— Start of Supplied text —
Memory efficient training

facebookresearch / faiss

A library for efficient similarity search and clustering of dense vectors.

https://faiss.ai

MIT License

31.12k stars 3.62k forks source link

Memory efficient training #2047

Closed rom1504 closed 3 years ago

rom1504 commented 3 years ago

I would like to train an index with a large amount of embedding in a memory constrained environment. I'm wondering what are the best ways to do it.

Currently I am using index.train(embeddings) which requires embeddings to be fully in memory. If training a large index, it can means having tens of GBs in memory, which eventually reaches the machine limits.

Are there some ways to avoid loading all the training embeddings in memory ?

Those are the ideas I have at the moment:

using a memory mapping numpy array for training embeddings : may work depending on how the training accesses the embedding, especially if using a SSD drive
using directly the kmeans implementation of faiss to avoid loading all the training embeddings in memory
using other implementations of kmeans (for example pyspark mllib one maybe) to avoid loading all the embeddings in memory

I would be interested to know if you have any advise on the topic, thanks!

mdouze commented 3 years ago

First, it seems suspicious that the memory for training vectors is the limiting factor, because if you maintain a reasonable ratio of

# training vectors / # centroids

(this is normally between 50 and 1000)
— End of Supplied text —
— Start of Source material —
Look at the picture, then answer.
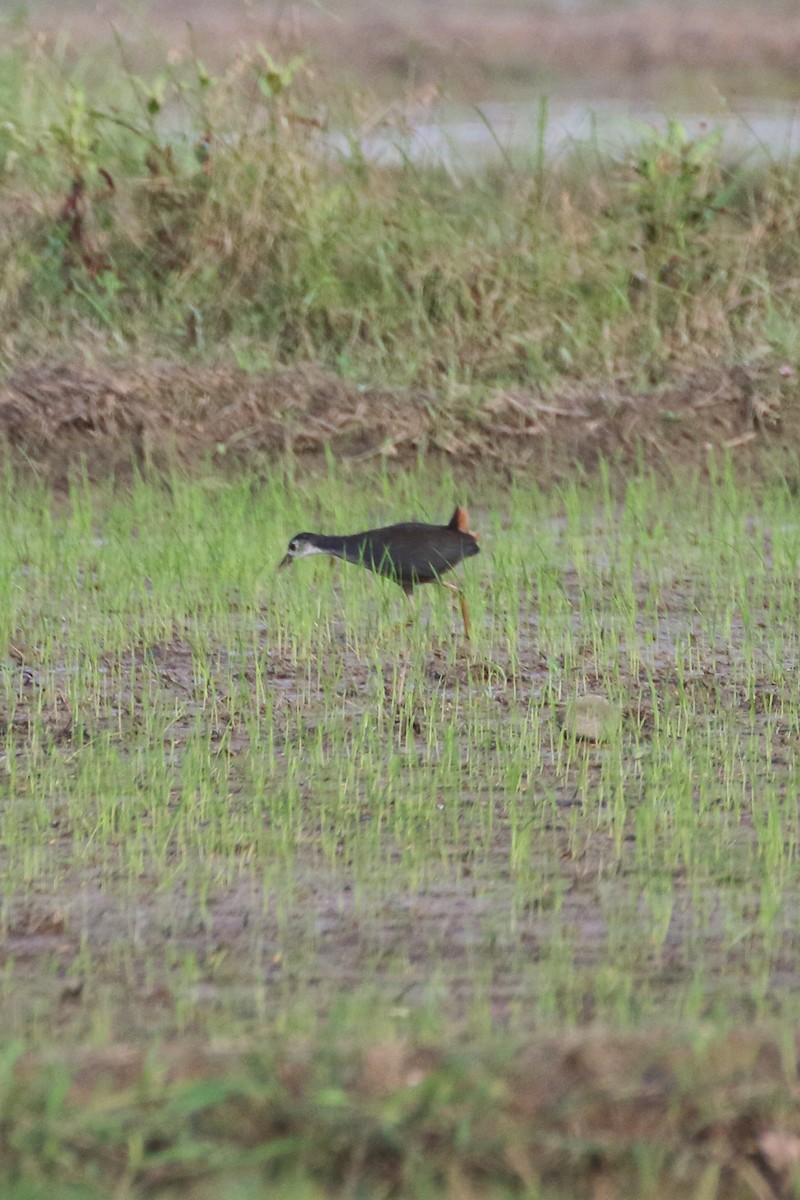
— End of Source material —
• **The tasks**
1. According to the faiss thread, what is the normal range for the ratio of training vectors to centroids?
2. Pull out the passage of the faiss thread between "Memory efficient training #2047" and "ways to do it.", inclusive.
The listing stands apart from the thread.

• **Task-by-task results**
1. Between 50 and 1000.

2.
Memory efficient training #2047

Closed rom1504 closed 3 years ago

rom1504 commented 3 years ago

I would like to train an index with a large amount of embedding in a memory constrained environment. I'm wondering what are the best ways to do it.